Items from a dataset
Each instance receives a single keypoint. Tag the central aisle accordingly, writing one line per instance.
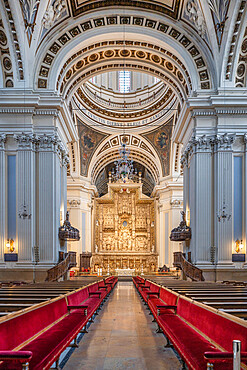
(123, 336)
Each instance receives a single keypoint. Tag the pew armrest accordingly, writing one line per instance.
(79, 307)
(22, 356)
(219, 356)
(165, 307)
(94, 294)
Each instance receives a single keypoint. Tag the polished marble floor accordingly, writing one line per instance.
(123, 336)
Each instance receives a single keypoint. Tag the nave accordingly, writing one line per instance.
(123, 336)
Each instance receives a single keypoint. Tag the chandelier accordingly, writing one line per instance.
(124, 166)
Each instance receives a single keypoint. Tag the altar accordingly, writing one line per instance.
(124, 231)
(125, 272)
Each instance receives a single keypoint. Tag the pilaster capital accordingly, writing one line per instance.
(25, 140)
(74, 203)
(3, 138)
(176, 203)
(46, 142)
(65, 160)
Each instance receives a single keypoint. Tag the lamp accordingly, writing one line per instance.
(239, 246)
(10, 245)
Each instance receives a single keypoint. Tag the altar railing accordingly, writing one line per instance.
(62, 267)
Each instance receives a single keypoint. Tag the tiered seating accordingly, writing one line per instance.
(14, 298)
(201, 335)
(36, 336)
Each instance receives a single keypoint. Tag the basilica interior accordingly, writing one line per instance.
(123, 155)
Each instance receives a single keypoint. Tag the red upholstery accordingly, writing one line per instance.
(165, 298)
(42, 317)
(145, 292)
(198, 334)
(47, 330)
(191, 339)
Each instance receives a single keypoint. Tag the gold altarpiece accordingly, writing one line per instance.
(124, 230)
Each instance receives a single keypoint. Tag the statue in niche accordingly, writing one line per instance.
(141, 243)
(152, 267)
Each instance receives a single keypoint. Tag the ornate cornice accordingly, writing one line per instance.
(75, 203)
(15, 40)
(224, 141)
(3, 139)
(17, 110)
(219, 111)
(206, 143)
(25, 140)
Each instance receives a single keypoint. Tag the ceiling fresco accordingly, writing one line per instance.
(168, 7)
(161, 140)
(89, 140)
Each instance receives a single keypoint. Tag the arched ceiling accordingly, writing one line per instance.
(31, 25)
(194, 47)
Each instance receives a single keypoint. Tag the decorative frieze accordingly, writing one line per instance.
(25, 140)
(176, 203)
(75, 203)
(3, 139)
(223, 141)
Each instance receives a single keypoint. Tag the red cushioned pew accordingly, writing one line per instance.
(164, 299)
(36, 337)
(202, 335)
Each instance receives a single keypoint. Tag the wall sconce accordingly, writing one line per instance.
(10, 245)
(238, 254)
(239, 246)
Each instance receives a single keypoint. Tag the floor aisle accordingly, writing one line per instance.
(123, 336)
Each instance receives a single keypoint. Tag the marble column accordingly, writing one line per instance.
(223, 203)
(49, 198)
(25, 196)
(200, 199)
(2, 196)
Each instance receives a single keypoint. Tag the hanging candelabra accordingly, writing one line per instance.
(124, 166)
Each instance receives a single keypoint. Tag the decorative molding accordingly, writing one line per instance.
(80, 7)
(206, 143)
(53, 13)
(25, 140)
(75, 203)
(219, 10)
(224, 141)
(47, 142)
(167, 61)
(240, 78)
(3, 139)
(218, 111)
(176, 203)
(29, 11)
(58, 44)
(196, 16)
(233, 45)
(5, 57)
(19, 63)
(17, 110)
(162, 103)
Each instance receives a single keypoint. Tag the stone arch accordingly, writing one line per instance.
(196, 58)
(141, 151)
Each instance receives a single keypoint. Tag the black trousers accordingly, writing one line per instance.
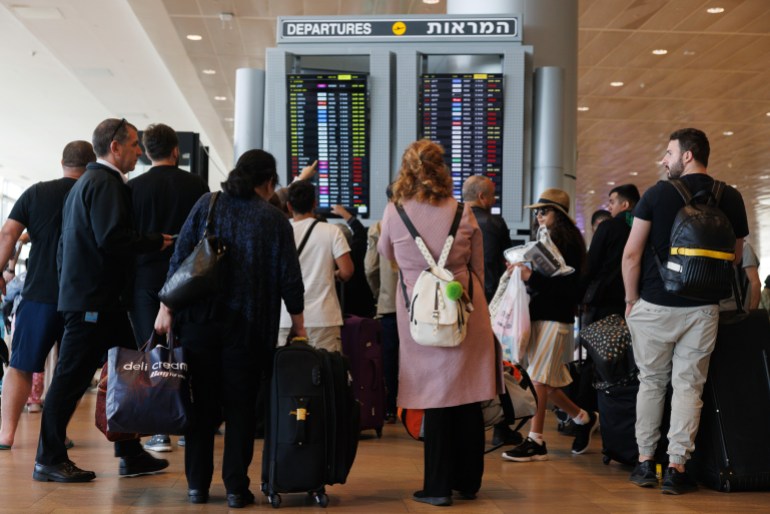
(390, 360)
(454, 450)
(143, 313)
(226, 360)
(81, 351)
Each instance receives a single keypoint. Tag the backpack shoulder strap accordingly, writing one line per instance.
(451, 236)
(681, 188)
(716, 191)
(306, 236)
(421, 243)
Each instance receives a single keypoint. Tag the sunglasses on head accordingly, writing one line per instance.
(115, 132)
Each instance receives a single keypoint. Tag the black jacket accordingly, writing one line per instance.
(161, 200)
(603, 276)
(98, 243)
(497, 239)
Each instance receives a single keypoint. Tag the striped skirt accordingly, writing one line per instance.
(551, 347)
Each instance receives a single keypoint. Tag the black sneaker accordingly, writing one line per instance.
(644, 474)
(142, 464)
(527, 451)
(158, 443)
(63, 472)
(677, 482)
(583, 433)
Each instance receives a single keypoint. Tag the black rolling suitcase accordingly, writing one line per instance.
(617, 417)
(732, 449)
(312, 430)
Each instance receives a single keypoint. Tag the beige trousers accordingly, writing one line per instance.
(671, 344)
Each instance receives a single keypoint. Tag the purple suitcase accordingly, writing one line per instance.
(362, 345)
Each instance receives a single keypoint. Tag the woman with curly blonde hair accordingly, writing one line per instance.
(448, 383)
(423, 175)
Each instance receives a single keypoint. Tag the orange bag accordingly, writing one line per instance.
(413, 422)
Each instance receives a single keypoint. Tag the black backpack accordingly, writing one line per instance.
(700, 260)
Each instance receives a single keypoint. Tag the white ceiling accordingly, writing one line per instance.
(68, 64)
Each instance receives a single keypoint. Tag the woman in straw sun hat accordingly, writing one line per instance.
(552, 310)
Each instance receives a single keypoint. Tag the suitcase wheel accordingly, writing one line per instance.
(321, 499)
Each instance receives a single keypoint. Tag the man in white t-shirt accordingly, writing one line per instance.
(324, 257)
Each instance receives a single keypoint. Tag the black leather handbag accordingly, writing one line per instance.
(198, 275)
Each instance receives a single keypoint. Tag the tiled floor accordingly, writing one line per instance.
(385, 474)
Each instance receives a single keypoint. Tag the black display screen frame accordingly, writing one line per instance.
(348, 187)
(443, 112)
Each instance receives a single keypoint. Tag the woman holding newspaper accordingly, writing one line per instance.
(554, 300)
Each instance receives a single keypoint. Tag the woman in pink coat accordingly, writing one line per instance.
(448, 383)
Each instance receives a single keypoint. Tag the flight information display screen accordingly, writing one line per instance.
(328, 121)
(464, 113)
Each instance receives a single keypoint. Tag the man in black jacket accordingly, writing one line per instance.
(479, 193)
(96, 250)
(38, 324)
(162, 199)
(605, 292)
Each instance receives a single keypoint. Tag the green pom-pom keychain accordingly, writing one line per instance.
(454, 290)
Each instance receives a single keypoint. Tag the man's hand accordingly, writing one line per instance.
(164, 320)
(168, 240)
(341, 212)
(308, 171)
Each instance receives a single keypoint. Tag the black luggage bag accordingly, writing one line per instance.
(362, 345)
(732, 449)
(617, 418)
(312, 430)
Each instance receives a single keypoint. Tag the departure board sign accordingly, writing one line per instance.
(464, 113)
(329, 121)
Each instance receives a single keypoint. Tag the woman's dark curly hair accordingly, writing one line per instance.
(253, 169)
(423, 174)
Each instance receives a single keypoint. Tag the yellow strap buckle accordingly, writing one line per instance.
(301, 414)
(701, 252)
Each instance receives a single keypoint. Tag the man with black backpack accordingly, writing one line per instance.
(673, 281)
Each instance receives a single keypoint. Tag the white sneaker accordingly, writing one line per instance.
(158, 443)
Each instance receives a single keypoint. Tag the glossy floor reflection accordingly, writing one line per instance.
(385, 474)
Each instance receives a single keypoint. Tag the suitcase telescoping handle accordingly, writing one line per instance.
(300, 413)
(300, 340)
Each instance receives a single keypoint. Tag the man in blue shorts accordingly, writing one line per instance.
(38, 325)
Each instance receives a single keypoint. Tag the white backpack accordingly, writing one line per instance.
(434, 318)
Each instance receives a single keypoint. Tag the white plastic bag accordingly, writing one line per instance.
(511, 322)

## EXERCISE
A word-for-word restatement of the lines running from the one with "Each instance receives a single keypoint. Tag the glossy" to the last line of the records is the whole answer.

## RESPONSE AREA
Each instance receives a single keypoint. Tag the glossy floor reflection accordingly, writing one line per instance.
(385, 474)
Each instance receives a single keypoint. Tag the suitcase telescoping handle accordingly, writing one line per instance.
(300, 413)
(300, 340)
Each instance receives a single keypoint. Tag the man in blue shorts accordingly, writing one line per instance.
(38, 325)
Each instance receives a single keypoint. Tag the white backpack accordingly, writing one line per instance.
(434, 318)
Each instance receives a single keypoint. Tag the white plastic bag accordingly, writing one line per instance.
(511, 322)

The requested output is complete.